• Task details:
Write out all of the data below again word for word, keeping every line unchanged.

(Dataset items)
_ _ _ _
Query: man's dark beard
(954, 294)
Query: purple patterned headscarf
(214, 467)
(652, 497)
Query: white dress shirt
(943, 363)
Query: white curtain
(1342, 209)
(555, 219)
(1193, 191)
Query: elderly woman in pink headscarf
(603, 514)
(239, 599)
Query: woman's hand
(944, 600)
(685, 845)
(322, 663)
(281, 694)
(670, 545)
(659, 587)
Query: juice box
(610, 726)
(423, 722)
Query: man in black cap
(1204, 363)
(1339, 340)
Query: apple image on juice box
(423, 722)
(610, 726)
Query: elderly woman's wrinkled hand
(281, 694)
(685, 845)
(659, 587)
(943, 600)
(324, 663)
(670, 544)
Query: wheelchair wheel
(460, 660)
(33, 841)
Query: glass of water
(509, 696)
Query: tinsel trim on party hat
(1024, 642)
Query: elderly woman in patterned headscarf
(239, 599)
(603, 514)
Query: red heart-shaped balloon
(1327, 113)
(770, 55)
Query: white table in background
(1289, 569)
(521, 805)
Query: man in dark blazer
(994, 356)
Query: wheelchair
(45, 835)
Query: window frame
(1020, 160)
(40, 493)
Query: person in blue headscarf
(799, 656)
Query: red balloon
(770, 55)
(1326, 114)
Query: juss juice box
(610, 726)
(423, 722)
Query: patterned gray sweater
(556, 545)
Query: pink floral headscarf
_ _ _ _
• Exercise result:
Query: man's dark beard
(954, 294)
Query: purple patterned headscarf
(214, 467)
(652, 497)
Query: white dress shirt
(943, 363)
Query: white curtain
(1342, 209)
(555, 219)
(1193, 191)
Query: elderly woman in pink headscarf
(603, 514)
(239, 599)
Query: woman's hand
(944, 600)
(685, 845)
(322, 663)
(281, 694)
(670, 545)
(659, 587)
Query: juice box
(610, 726)
(423, 722)
Query: man in black cap
(1204, 363)
(1339, 340)
Query: apple image on juice box
(423, 722)
(610, 726)
Query: elderly woman's wrinkled hand
(281, 694)
(685, 845)
(659, 587)
(943, 600)
(324, 663)
(670, 544)
Query: wheelchair wheel
(460, 660)
(33, 841)
Query: glass of water
(509, 696)
Query: tinsel trim on party hat
(1024, 642)
Query: elderly woman in patterned headscarf
(239, 599)
(603, 514)
Query: red heart-shaped balloon
(1327, 113)
(770, 55)
Query: white table in background
(1289, 569)
(521, 805)
Query: man in dark blazer
(994, 356)
Query: wheelchair
(45, 835)
Query: window frame
(1020, 160)
(40, 493)
Query: person in blue headscarf
(799, 656)
Query: red balloon
(770, 55)
(1326, 114)
Query: juss juice box
(610, 726)
(423, 722)
Query: patterned gray sweater
(556, 545)
Query: pink floral headscarf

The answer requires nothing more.